▸ TASK STATEMENT: Could you reproduce everything in the records from the line containing "white sneaker in" down to the line containing "[(215, 425), (239, 431), (713, 464)]", both lines included and the requests kept as they are? Scale every x and y coordinate in the answers by 0.7 and round each result to a whole number, with halves rounding up.

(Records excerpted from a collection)
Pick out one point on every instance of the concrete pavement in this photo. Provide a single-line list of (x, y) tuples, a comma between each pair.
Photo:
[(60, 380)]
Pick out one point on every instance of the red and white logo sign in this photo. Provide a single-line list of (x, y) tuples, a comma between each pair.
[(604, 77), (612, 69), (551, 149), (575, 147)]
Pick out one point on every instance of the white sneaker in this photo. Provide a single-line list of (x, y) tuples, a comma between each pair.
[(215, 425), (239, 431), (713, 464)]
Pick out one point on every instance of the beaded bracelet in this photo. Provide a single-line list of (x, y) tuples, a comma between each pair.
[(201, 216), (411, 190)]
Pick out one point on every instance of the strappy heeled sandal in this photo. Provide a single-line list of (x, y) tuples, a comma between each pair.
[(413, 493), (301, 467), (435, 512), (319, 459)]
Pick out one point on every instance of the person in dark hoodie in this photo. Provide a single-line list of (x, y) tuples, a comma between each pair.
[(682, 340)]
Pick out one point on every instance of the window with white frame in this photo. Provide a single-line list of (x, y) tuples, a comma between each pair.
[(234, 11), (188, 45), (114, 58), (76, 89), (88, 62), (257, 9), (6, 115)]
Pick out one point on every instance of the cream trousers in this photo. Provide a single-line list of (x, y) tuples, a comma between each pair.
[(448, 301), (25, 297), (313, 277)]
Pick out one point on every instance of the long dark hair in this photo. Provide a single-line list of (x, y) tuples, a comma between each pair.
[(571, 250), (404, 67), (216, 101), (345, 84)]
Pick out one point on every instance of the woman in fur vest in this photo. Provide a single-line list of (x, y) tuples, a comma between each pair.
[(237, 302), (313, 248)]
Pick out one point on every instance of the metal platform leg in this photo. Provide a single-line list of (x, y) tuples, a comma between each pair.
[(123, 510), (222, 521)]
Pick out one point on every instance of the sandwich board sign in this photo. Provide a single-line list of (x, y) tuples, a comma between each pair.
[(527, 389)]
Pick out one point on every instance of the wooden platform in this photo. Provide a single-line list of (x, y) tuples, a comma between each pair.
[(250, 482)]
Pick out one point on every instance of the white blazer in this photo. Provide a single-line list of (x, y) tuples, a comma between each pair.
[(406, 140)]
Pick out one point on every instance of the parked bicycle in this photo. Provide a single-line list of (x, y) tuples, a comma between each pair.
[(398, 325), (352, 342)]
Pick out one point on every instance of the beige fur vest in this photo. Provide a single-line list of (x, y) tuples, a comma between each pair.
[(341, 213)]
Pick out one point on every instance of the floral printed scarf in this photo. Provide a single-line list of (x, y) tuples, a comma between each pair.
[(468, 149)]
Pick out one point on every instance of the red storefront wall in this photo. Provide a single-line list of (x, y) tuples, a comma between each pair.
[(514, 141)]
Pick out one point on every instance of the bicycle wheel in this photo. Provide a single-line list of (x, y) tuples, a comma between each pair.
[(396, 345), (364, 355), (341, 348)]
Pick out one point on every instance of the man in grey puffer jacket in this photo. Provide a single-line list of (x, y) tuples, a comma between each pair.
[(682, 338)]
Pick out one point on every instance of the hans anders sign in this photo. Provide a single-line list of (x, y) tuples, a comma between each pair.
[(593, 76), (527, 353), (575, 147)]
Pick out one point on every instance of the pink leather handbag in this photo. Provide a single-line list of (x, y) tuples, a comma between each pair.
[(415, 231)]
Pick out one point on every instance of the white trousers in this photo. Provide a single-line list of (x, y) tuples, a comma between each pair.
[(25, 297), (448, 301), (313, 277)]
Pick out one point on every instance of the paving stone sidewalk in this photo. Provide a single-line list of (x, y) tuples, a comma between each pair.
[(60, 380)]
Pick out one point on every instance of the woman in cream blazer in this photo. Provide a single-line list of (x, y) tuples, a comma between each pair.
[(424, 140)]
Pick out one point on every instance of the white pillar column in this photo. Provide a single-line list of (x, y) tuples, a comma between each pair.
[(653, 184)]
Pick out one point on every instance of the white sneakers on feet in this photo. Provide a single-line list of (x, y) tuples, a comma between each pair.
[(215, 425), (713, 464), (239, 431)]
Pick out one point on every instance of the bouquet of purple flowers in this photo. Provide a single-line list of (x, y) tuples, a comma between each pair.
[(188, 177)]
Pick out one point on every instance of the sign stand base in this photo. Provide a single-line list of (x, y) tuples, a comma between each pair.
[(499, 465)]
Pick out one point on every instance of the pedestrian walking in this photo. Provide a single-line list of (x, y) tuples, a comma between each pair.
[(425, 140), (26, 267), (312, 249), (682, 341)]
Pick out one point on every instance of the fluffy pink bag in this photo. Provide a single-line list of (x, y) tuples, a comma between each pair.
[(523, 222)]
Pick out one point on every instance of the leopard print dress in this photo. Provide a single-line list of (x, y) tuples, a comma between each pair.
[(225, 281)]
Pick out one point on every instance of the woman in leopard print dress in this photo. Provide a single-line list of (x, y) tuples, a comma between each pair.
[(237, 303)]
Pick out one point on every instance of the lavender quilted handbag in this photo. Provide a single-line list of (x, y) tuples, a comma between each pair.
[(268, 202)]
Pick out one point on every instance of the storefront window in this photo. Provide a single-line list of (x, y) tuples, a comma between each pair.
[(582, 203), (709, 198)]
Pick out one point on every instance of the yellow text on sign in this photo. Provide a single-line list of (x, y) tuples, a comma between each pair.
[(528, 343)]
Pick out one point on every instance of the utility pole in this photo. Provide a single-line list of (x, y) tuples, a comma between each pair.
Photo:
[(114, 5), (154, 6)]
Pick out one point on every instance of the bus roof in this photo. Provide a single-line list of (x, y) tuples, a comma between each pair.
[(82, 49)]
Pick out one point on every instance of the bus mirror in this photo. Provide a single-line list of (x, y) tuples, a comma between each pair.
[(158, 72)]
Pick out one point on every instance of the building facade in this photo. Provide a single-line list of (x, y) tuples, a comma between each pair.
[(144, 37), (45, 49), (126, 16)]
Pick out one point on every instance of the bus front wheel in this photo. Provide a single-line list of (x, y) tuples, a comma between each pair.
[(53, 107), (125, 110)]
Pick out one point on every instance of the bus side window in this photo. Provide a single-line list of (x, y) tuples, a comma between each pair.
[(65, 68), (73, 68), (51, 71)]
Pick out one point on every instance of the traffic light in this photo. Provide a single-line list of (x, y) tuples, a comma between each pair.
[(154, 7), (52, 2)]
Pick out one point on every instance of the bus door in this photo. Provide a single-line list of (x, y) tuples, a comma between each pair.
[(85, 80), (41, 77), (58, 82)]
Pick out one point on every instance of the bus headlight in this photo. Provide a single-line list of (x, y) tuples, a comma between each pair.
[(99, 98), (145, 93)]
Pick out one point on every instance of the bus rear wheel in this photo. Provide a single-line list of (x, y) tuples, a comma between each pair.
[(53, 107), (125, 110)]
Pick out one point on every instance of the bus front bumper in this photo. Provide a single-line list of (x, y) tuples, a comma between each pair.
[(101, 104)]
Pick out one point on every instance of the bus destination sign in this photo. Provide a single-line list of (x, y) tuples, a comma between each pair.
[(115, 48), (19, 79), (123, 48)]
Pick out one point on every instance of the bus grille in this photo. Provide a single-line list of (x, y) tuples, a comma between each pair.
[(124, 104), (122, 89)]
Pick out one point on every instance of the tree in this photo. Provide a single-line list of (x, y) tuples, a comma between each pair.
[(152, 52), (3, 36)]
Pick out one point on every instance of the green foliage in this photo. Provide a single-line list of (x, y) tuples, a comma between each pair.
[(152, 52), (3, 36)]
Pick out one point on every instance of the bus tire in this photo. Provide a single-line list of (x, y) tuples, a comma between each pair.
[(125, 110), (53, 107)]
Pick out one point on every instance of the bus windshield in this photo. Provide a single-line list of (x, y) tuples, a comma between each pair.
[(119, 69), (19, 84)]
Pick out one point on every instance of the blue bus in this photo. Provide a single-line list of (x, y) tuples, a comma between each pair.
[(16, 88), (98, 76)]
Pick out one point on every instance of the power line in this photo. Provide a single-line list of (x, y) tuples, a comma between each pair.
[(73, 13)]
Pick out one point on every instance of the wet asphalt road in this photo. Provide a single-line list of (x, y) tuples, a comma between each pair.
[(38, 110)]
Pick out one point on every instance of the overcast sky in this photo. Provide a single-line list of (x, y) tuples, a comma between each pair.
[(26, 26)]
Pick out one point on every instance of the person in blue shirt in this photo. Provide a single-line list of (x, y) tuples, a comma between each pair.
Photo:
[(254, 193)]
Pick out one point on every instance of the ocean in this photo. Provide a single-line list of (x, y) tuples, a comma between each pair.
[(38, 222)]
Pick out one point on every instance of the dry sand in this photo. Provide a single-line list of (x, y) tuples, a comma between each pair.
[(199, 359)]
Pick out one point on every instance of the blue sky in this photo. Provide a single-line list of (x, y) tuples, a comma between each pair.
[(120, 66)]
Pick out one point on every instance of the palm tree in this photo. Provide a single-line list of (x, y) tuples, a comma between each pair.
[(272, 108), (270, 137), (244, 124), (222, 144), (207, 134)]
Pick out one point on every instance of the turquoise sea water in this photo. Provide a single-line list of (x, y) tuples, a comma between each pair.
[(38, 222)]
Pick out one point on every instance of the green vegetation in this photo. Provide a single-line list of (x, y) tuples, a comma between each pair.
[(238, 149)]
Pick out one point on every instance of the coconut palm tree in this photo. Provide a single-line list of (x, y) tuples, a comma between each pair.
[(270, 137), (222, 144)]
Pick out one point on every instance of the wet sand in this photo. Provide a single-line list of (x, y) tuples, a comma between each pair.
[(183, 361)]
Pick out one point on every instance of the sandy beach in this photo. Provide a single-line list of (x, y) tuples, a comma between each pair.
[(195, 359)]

▸ ANSWER TO THIS EXERCISE:
Pick out one point on every instance of the white sneaker in this photo. Provide a single-line list of (x, y) tuples, a comma between each pair.
[(151, 298), (167, 302), (499, 325)]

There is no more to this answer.